Consignes:
[1] D'après l'extrait sur le projet de loi contre les fraudes, combien d'articles ce texte comporte-t-il ?
[2] Quelles sont toutes les mesures présentées comme notables dans l'extrait sur le projet de loi contre les fraudes ?
[3] Résumez en deux phrases l'extrait sur le projet de loi contre les fraudes.

Le gouvernement a présenté au Sénat, le 14 octobre, un projet de loi destiné à renforcer la lutte contre les fraudes sociales et fiscales. Ce texte, qui passera en première lecture à partir du 12 novembre, s’inscrit dans une stratégie visant à « mieux prévenir et détecter, mieux sanctionner et mieux recouvrer » les montants fraudés.
Il comporte 27 articles et entend massifier les outils de contrôle en facilitant la circulation des données entre administrations et organismes sociaux.
Parmi les mesures notables : le cumul de pénalités financières aux sanctions conventionnelles pour les professionnels de santé fraudeurs, l’obligation pour les entreprises de transport sanitaire et les taxis conventionnés d’équiper leurs voitures d’un logiciel de géolocalisation (certifié par l’assurance maladie) et d’un système électronique de facturation intégré, le renforcement des sanctions existantes contre les fraudeurs ou encore la création d’une procédure de « flagrance sociale » pour permettre aux URSSAF de geler immédiatement les avoirs des entreprises soupçonnées de travail dissimulé.
Mais c’est l’article 5 qui concentre l’attention des professionnels de santé. Il prévoit de « renforcer les échanges d’informations entre l’assurance maladie et les complémentaires santé », en autorisant un traitement croisé des données issues des remboursements. Objectif : détecter plus rapidement les anomalies, repérer les surfacturations et prévenir les fraudes aux prestations.
Concrètement, les organismes complémentaires pourront accéder à certaines données détenues par l’assurance maladie obligatoire, et inversement. Ces échanges incluront des informations sur les actes réalisés, les montants facturés et remboursés, ainsi que les identifiants des professionnels. Le texte précise que ces traitements devront respecter le RGPD et être encadrés par des conventions fixant les finalités et les durées de conservation.
Si le gouvernement assure que « les données médicales ne seront pas communiquées dans leur intégralité », le croisement des informations financières et techniques pourrait indirectement révéler des éléments de santé. L’étude d’impact qui accompagne le texte reconnaît « un risque d’atteinte à la vie privée », mais estime qu’il est « proportionné à l’objectif de lutte contre la fraude ». Elle insiste sur la mise en place de protocoles sécurisés et sur la limitation des données échangées aux strictes informations nécessaires à la vérification des remboursements.
Cette mesure suscite des interrogations dans le monde médical et la profession.
« L’article 5, en portant atteinte au secret médical, renverse la logique même de notre système de santé. Les données de santé changent de nature : de données protégées, elles deviennent des données économiques », s’inquiète le Syndicat des femmes chirurgiens-dentistes (SFCD) le 30 octobre. « Ainsi, la santé cesse d’être un droit fondamental pour devenir un simple objet marchand. »
Le syndicat demande « la suppression ou la réécriture complète » de cet article, « afin que la lutte contre la fraude s’exerce dans le respect des principes déontologiques, de la protection du secret médical français, de la protection des données de santé européenne et de la confiance indispensable entre les patients et leurs praticiens ».

Données fournies:
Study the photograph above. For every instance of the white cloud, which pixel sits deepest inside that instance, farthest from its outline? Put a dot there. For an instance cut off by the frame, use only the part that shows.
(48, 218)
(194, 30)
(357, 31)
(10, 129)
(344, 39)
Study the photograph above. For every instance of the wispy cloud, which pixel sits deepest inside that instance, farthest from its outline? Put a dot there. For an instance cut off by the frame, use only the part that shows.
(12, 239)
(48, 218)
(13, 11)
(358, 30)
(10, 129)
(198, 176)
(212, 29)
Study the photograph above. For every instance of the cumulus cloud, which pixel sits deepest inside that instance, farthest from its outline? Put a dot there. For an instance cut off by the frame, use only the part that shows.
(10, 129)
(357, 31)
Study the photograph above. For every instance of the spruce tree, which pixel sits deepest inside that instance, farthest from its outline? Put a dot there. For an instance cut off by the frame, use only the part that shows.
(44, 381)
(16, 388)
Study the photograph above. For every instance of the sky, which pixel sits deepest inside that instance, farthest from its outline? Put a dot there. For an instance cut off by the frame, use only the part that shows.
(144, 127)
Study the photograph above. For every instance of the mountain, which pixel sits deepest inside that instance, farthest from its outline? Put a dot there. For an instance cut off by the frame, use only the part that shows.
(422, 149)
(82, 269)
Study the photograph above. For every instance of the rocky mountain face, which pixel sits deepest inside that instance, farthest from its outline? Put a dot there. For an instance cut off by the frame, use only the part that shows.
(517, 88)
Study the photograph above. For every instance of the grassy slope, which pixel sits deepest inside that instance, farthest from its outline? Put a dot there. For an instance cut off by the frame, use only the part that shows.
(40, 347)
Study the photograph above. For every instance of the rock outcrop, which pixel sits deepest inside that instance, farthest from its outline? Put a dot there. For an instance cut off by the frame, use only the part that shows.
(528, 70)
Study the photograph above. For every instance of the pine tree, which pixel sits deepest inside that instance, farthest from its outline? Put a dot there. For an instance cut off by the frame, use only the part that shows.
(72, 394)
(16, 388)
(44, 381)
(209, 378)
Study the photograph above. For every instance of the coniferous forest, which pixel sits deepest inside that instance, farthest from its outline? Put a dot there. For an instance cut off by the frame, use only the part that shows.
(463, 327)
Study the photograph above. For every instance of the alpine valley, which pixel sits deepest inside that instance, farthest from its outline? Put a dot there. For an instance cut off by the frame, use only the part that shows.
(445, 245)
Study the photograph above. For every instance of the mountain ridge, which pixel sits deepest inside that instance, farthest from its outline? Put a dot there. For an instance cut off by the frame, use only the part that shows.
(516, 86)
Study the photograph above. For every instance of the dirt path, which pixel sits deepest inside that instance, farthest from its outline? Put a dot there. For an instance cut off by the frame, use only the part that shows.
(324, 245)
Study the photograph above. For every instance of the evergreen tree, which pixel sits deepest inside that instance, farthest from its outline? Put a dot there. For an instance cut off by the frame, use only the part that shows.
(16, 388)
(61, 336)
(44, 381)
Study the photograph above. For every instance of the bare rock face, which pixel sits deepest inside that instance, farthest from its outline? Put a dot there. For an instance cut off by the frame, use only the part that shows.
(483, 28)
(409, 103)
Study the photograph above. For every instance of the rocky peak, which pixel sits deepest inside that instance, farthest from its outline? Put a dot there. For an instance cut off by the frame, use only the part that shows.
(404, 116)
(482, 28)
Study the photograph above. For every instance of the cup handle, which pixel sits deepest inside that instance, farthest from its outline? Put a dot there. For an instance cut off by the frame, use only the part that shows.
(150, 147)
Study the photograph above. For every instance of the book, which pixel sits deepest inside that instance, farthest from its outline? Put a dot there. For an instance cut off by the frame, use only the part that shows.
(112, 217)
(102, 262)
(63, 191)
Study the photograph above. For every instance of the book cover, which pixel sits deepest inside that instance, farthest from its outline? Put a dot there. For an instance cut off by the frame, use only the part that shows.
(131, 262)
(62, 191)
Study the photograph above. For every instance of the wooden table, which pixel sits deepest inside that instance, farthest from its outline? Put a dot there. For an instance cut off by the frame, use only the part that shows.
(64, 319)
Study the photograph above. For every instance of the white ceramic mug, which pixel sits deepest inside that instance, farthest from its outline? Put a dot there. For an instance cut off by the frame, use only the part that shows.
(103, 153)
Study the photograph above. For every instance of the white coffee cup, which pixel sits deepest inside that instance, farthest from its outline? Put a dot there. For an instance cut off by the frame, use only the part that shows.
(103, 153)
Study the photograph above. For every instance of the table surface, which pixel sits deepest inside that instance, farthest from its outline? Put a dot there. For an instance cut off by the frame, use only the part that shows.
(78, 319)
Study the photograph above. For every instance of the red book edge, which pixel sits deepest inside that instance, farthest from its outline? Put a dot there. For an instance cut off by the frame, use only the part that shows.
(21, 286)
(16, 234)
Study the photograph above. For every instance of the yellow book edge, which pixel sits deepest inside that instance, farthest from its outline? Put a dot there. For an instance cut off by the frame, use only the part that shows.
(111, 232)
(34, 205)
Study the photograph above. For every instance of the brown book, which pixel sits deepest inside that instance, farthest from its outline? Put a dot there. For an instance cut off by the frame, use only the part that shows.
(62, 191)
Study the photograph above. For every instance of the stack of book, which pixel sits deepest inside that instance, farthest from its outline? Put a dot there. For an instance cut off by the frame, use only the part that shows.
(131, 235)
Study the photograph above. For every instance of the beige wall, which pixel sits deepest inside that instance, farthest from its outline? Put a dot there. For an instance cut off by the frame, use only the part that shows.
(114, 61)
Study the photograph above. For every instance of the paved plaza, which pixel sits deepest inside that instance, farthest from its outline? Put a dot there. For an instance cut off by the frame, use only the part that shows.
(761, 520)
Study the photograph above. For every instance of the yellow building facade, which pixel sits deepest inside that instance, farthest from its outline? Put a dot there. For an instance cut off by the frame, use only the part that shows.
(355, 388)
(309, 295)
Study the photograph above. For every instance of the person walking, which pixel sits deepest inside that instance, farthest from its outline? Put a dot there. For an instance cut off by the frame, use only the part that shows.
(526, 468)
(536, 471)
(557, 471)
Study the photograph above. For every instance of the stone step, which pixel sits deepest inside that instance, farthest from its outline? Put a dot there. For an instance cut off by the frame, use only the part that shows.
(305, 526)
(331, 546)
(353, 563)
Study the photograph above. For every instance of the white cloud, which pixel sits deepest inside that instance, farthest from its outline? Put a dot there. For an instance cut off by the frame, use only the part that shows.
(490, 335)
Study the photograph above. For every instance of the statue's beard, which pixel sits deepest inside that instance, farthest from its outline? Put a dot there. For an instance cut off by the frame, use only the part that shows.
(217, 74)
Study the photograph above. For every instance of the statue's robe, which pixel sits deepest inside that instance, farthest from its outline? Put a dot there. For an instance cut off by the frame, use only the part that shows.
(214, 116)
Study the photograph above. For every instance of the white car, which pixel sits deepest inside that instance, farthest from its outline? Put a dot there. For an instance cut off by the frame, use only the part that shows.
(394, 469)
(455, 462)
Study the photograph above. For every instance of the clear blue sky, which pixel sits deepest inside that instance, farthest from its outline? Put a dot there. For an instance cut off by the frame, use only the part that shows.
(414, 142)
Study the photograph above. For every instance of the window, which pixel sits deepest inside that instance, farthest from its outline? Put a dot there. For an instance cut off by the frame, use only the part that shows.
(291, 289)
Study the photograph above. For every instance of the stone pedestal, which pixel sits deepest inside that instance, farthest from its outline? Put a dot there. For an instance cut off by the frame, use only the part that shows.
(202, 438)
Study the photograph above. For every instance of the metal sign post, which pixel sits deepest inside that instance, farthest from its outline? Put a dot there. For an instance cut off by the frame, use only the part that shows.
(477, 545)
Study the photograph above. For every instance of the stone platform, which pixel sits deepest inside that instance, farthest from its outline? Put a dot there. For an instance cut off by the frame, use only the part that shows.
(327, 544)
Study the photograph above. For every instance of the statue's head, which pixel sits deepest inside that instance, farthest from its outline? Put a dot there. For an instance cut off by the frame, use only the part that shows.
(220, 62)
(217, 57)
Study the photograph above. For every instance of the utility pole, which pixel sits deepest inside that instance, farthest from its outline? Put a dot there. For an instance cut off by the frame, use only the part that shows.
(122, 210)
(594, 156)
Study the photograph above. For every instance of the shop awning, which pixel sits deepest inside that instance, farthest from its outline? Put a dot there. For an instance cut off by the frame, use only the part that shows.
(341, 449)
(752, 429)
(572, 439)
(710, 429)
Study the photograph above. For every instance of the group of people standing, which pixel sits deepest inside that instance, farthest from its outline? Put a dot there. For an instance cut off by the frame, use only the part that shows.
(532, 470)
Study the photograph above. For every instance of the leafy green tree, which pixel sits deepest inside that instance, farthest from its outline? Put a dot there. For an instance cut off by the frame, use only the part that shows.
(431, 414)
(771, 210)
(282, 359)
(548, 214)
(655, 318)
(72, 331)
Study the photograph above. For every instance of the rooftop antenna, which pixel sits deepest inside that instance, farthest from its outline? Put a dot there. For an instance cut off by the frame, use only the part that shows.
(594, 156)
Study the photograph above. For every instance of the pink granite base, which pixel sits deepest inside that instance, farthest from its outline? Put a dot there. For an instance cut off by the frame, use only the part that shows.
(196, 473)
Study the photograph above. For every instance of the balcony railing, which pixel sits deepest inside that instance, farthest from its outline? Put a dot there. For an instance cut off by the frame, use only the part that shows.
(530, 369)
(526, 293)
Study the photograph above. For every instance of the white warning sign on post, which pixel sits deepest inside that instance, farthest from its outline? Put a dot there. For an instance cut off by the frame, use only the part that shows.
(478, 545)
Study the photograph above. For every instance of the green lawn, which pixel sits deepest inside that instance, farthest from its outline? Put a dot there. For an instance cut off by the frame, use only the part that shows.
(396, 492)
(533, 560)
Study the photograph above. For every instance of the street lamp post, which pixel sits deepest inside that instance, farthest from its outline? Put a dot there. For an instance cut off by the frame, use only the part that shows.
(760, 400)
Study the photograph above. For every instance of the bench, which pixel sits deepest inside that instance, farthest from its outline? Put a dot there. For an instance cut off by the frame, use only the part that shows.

Vos réponses:
[1] Il comporte 27 articles.

[2]
- Le cumul de pénalités financières et de sanctions conventionnelles pour les professionnels de santé fraudeurs.
- L'obligation pour les entreprises de transport sanitaire et les taxis conventionnés d'équiper leurs voitures d'un logiciel de géolocalisation certifié par l'assurance maladie et d'un système électronique de facturation intégré.
- Le renforcement des sanctions existantes contre les fraudeurs.
- La création d'une procédure de « flagrance sociale », qui permet aux URSSAF de geler immédiatement les avoirs des entreprises soupçonnées de travail dissimulé.

[3] Le gouvernement a présenté au Sénat un projet de loi de 27 articles contre les fraudes sociales et fiscales. Son article 5 autorise des échanges de données de remboursement entre l'assurance maladie et les complémentaires santé, ce qui inquiète le monde médical : le Syndicat des femmes chirurgiens-dentistes y voit une atteinte au secret médical et demande la suppression ou la réécriture complète de cet article.